Recorded data
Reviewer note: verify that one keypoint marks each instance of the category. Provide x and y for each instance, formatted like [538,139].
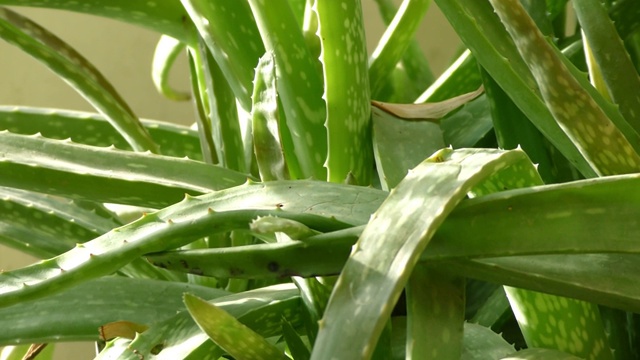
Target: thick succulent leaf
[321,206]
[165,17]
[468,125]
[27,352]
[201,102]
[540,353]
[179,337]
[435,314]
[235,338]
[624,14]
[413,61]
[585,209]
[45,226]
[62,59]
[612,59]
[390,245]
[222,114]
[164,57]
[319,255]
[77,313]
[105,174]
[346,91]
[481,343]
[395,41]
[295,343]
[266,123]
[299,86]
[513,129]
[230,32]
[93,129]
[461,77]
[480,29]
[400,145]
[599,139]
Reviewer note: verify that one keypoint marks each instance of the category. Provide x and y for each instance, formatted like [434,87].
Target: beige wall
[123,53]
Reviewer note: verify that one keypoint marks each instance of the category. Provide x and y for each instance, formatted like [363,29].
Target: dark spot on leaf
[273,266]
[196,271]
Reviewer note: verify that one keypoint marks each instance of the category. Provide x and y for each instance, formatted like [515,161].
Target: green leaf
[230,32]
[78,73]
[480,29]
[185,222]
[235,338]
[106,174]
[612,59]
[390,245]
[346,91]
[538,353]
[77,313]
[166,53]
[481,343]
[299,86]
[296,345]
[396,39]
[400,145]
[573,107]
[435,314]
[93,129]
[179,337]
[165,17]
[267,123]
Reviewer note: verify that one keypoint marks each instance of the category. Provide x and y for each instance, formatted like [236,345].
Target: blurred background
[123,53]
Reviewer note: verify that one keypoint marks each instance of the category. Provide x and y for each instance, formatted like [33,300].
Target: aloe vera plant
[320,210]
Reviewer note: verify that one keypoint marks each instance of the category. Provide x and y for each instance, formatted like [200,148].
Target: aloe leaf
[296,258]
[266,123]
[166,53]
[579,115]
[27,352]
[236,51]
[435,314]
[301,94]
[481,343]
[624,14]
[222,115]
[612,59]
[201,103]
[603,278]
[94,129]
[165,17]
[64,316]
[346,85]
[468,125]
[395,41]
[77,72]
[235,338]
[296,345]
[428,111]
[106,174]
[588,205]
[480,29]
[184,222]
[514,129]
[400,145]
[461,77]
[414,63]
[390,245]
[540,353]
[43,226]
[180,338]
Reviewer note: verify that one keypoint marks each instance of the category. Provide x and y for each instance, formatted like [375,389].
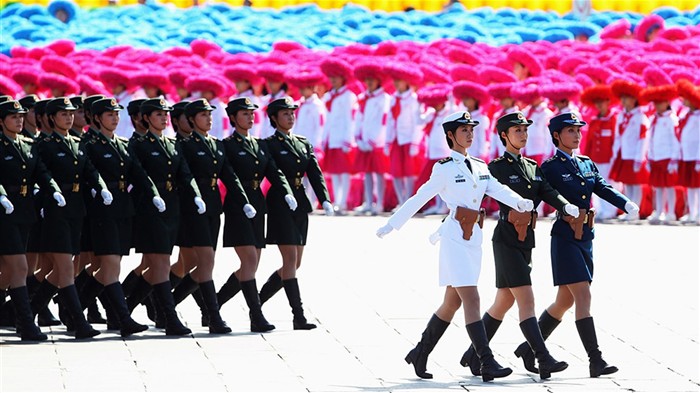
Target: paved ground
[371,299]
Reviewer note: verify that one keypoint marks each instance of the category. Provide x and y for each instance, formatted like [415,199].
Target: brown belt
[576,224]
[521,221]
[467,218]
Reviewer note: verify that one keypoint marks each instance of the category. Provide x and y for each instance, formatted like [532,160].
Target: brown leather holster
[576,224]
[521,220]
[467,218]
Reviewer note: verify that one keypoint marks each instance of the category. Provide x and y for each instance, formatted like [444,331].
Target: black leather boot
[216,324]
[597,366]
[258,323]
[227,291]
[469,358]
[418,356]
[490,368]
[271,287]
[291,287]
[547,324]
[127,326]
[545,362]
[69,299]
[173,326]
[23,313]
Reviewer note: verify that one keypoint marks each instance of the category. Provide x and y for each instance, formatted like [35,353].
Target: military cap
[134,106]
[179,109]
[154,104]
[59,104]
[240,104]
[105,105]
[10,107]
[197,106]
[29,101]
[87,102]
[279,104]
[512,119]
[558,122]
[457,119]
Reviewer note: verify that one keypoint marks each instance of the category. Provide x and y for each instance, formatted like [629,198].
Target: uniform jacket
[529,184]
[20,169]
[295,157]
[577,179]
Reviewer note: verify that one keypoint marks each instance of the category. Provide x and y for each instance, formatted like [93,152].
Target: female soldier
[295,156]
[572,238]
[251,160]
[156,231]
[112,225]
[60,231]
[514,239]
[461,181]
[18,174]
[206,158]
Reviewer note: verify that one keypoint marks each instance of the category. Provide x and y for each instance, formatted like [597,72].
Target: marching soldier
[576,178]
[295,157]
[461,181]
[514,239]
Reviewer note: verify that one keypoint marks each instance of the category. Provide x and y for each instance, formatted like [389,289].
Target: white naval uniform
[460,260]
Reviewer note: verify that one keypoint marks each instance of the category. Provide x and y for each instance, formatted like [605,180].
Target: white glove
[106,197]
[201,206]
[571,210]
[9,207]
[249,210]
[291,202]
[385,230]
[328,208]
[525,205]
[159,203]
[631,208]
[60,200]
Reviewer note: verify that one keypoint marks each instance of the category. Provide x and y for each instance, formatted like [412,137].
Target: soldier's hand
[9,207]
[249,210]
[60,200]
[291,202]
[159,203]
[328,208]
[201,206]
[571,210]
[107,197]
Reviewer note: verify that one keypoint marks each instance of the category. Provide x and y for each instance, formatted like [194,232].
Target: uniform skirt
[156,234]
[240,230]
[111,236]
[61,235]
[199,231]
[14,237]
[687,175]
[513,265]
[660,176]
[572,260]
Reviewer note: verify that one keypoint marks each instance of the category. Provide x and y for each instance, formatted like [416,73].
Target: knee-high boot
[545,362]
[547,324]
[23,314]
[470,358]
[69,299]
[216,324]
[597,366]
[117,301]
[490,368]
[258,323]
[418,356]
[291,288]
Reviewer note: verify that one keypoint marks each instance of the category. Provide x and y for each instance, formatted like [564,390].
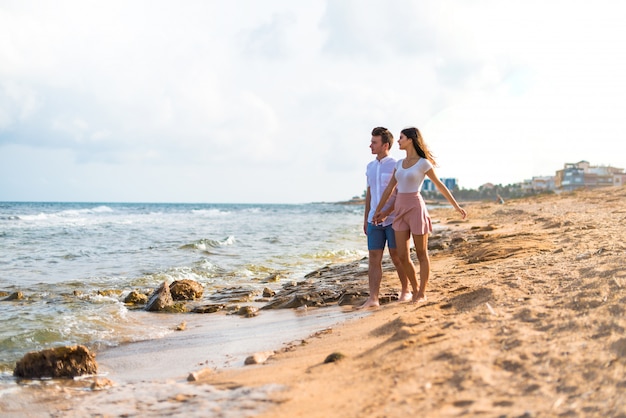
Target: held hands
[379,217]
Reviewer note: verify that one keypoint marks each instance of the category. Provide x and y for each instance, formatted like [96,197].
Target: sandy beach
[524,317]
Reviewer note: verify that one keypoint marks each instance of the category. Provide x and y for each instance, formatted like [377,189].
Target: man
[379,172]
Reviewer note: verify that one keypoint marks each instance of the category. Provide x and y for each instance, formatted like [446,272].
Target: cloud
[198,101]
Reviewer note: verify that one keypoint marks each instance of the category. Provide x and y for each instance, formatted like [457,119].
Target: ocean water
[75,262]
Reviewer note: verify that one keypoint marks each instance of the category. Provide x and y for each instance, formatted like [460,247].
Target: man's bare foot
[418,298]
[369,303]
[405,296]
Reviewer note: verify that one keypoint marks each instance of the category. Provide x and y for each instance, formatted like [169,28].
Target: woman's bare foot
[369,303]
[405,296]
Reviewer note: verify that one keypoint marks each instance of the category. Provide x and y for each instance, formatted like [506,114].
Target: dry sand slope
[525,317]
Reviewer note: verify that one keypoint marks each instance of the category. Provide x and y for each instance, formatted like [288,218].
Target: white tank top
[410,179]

**ACTIVITY:** Write every entry out again exactly, images omitted.

**ANSWER BOX:**
Reviewer note: verify that one keypoint marks each instance of the category. Provide x and y for each instance, formatted like [538,139].
Target: thick succulent leaf
[321,206]
[165,17]
[468,125]
[27,352]
[201,102]
[540,353]
[179,337]
[435,314]
[235,338]
[624,14]
[413,61]
[585,209]
[45,226]
[62,59]
[612,59]
[390,245]
[222,114]
[164,57]
[319,255]
[77,313]
[105,174]
[346,91]
[481,343]
[395,41]
[295,343]
[266,123]
[299,86]
[513,129]
[230,32]
[93,129]
[461,77]
[480,29]
[400,145]
[599,139]
Reviewer note: verify that one keypoint marks each instance of the category. Provide x and y for each instance, formatted like [434,87].
Target: beige wall
[123,53]
Reviewer note: verify that one keypoint marks each instance of the category. Provide x and y for each instance, formatted like [363,29].
Target: dark spot on leaf
[273,266]
[196,271]
Reviewer note: verify that one keypoint marks each instance of the category. Provide x and y for each instance, formatted like [515,161].
Target: green leaf
[230,32]
[78,73]
[480,29]
[185,222]
[235,338]
[106,174]
[612,59]
[390,245]
[346,91]
[538,353]
[77,313]
[166,53]
[481,343]
[299,86]
[296,345]
[396,39]
[400,145]
[573,107]
[435,314]
[93,129]
[179,337]
[165,17]
[267,123]
Reviewer note: verify that one keypoint marks each instance of the category. Provide x and y for each instance, formatted like [236,345].
Target: blurred background
[123,53]
Reviewer note: verify that one keypoint marks each instance of the category. Provide x and y for each instance, formatted like [33,300].
Target: aloe vera plant
[320,210]
Reviewer note: verify that one keypoint marks each instance of the category. Provide x and y for each instance, formatted like [200,148].
Target: aloe leaf
[296,258]
[266,123]
[166,53]
[579,115]
[27,352]
[236,51]
[435,314]
[301,94]
[481,343]
[624,14]
[222,115]
[612,59]
[201,103]
[603,278]
[94,129]
[165,17]
[64,316]
[346,85]
[468,125]
[395,41]
[77,72]
[235,338]
[296,345]
[428,111]
[106,174]
[588,205]
[480,29]
[184,222]
[514,129]
[400,145]
[461,77]
[414,63]
[390,245]
[540,353]
[43,226]
[180,338]
Reviewer note: verify that one keypoint marks each instance of the category. Provide x and y for each instance, formatted like [375,389].
Target: paved ground
[371,299]
Reviewer note: verify that one keypoint marks each instance of the category. Provide x and y for each instance, formatted like [415,199].
Target: brown belt
[576,224]
[521,221]
[467,218]
Reviewer note: verify that one keypoint marks each instance of the category. Provide x and y for each instance, formatted like [532,160].
Target: brown leather holster
[576,224]
[521,220]
[467,218]
Reviewer note: verify that one keypoint marks each instance of the category. Provide x and y for each instance, formatted like [444,331].
Target: black leather boot
[216,324]
[597,366]
[258,323]
[227,291]
[469,358]
[418,356]
[490,368]
[271,287]
[291,287]
[547,324]
[127,326]
[545,362]
[69,299]
[173,326]
[23,313]
Reviewer note: verify that one keypoint marks each instance of the category. Provide x and y for each instance, formatted like [35,353].
Target: military cap
[134,106]
[179,109]
[154,104]
[59,104]
[240,104]
[105,105]
[10,107]
[197,106]
[29,101]
[87,102]
[279,104]
[512,119]
[558,122]
[457,119]
Reviewer note: verify that one keypoint marks each instance of the category. Provide x and y for each instance, formatted like [629,198].
Target: uniform jacket
[529,184]
[20,169]
[295,157]
[577,179]
Reviewer note: verify that one keypoint marks each instance of the category. Provide x and y for each instance, formatted like [93,152].
Target: female soldier
[295,156]
[572,238]
[251,160]
[156,231]
[112,225]
[60,231]
[514,239]
[461,181]
[18,174]
[206,158]
Reviewer note: verify that one keypoint marks each instance of the category. Provide x and y for each instance, formatted like [597,72].
Target: marching soldier
[576,178]
[295,157]
[461,181]
[514,239]
Reviewer note: verify that one keypoint marks each instance of the category. Provide x and y for each instance, formatted like [389,289].
Target: white naval uniform
[460,260]
Reviewer note: verify that one keypoint marks each instance of the category. Provide x and y for each instance, formatted like [605,180].
Target: white glove
[106,197]
[201,206]
[571,210]
[9,207]
[249,210]
[291,202]
[385,230]
[328,208]
[525,205]
[159,203]
[631,208]
[60,200]
Reviewer note: verify that one keypoint marks each instance of the category. Provide x and y for each instance, formatted like [412,137].
Target: soldier's hand
[9,207]
[249,210]
[60,200]
[291,202]
[159,203]
[328,208]
[201,206]
[571,210]
[107,197]
Reviewer note: verify that one keypoint marks each instance of the category. Provide x and y for each instance, formatted like [194,232].
Target: uniform skirt
[156,234]
[240,230]
[111,236]
[61,235]
[199,231]
[14,237]
[687,175]
[513,265]
[660,176]
[572,260]
Reviewer note: verify that one keypoint marks each instance of the category. Provide x and y for each instance, formatted like [416,73].
Target: knee-high boot
[545,362]
[547,324]
[23,314]
[470,358]
[69,299]
[216,324]
[597,366]
[117,301]
[490,368]
[258,323]
[418,356]
[291,288]
Reviewer note: verify that one keypoint marks each instance of the category. Provide x and y for each instance, formatted like [564,390].
Target: held hands
[379,217]
Reviewer note: verify that one keypoint marks each instance of the category. Provide x and y for each instance, formatted like [96,197].
Target: sandy beach
[524,317]
Reviewer note: verify that one keypoint marks each instance of the category. Provide x and y for each instance, formatted like [377,189].
Target: man
[379,172]
Reviewer note: verify that one keypoint marks each instance of the category. Provide x and y for each instance, formatted like [446,272].
Target: cloud
[198,101]
Reviewer note: verify that one keypoint marks each instance of the category. Provide x and y for each instance, formatted like [457,119].
Target: ocean water
[75,262]
Reviewer note: verify that one keypoint marks each instance of the category. Provide x and y for each instance, formatted like [460,247].
Target: man's bare foot
[418,298]
[369,303]
[405,296]
Reviewer note: verify that one keypoint marks each instance of the category. Provide x and y for each instance, formatted like [169,28].
Target: woman's bare foot
[369,303]
[405,296]
Reviewer note: verify that one keypoint marks each instance of the category. Provide x and y for each instance, formatted like [506,114].
Target: dry sand slope
[525,317]
Reviewer note: verify that one keypoint marks each instance of the category. Provide x and y for each instance, formatted like [288,218].
Target: white tank top
[410,179]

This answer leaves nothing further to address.